● DATA FOR ANALYSIS
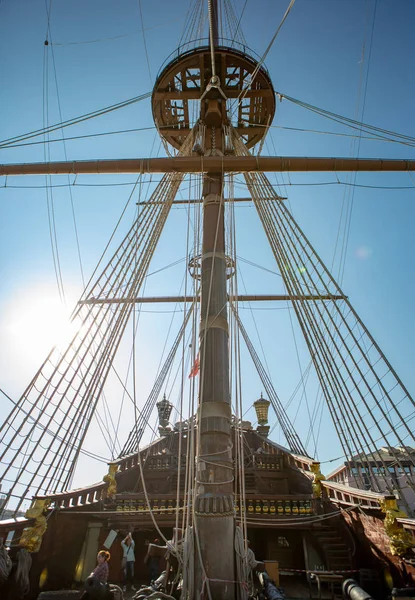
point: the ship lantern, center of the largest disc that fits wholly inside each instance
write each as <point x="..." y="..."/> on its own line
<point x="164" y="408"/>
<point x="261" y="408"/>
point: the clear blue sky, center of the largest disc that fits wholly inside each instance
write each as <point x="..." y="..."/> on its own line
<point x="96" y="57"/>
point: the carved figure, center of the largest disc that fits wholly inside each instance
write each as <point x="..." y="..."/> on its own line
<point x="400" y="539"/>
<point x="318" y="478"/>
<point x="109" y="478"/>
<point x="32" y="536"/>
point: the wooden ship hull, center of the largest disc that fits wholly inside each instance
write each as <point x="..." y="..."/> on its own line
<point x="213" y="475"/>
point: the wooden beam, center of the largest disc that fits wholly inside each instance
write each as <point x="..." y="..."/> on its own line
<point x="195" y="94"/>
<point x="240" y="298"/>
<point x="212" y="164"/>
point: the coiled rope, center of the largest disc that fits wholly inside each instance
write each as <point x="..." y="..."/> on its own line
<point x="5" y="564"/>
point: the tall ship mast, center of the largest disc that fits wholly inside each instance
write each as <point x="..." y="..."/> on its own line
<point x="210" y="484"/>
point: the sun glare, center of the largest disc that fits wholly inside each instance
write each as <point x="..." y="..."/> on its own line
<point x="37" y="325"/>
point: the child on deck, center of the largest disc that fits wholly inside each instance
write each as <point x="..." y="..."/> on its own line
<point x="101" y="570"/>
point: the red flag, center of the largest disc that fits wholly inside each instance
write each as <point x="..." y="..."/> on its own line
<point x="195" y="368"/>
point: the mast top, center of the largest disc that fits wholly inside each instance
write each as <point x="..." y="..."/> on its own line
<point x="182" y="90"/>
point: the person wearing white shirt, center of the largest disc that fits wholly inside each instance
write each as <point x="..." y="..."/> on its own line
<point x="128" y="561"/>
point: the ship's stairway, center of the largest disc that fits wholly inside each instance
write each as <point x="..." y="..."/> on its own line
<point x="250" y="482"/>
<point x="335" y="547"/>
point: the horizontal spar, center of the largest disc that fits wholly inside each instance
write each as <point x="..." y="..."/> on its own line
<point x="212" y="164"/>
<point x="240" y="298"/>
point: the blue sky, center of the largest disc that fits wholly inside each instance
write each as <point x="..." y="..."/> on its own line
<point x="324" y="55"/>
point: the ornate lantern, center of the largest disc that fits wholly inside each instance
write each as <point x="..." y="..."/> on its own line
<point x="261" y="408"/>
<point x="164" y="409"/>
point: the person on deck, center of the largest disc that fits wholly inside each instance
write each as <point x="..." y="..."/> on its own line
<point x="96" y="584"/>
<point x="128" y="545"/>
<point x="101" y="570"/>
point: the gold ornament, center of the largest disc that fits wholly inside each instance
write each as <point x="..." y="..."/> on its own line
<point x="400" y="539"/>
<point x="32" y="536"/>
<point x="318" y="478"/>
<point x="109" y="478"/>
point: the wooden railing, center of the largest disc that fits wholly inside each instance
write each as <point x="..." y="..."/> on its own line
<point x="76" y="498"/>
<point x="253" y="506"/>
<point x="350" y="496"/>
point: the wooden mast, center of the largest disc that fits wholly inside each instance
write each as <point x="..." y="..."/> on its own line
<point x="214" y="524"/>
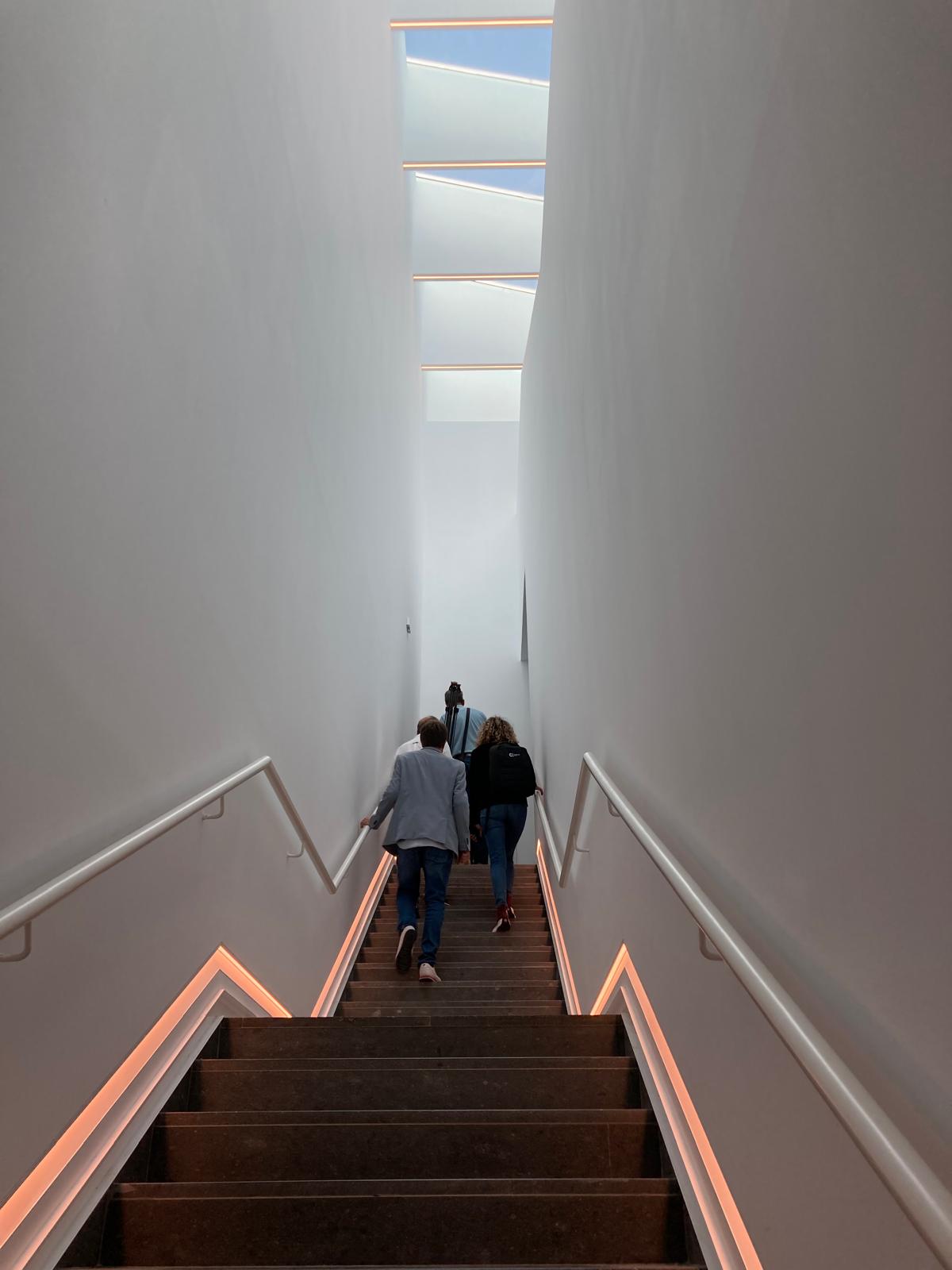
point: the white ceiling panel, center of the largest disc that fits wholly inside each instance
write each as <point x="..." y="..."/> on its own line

● WHAT TO DO
Go back to the entries above and restate word for word every line from the first through the one that contains "point: the clear", leaving the pictures behind.

● RESPONSE
point: the ship lantern, center of the largest disc that fits wholly inside each instance
write each as <point x="..." y="..."/> on its own line
<point x="164" y="408"/>
<point x="261" y="408"/>
point: the clear blue sky, center of the largest disc that fits wholly inside each instance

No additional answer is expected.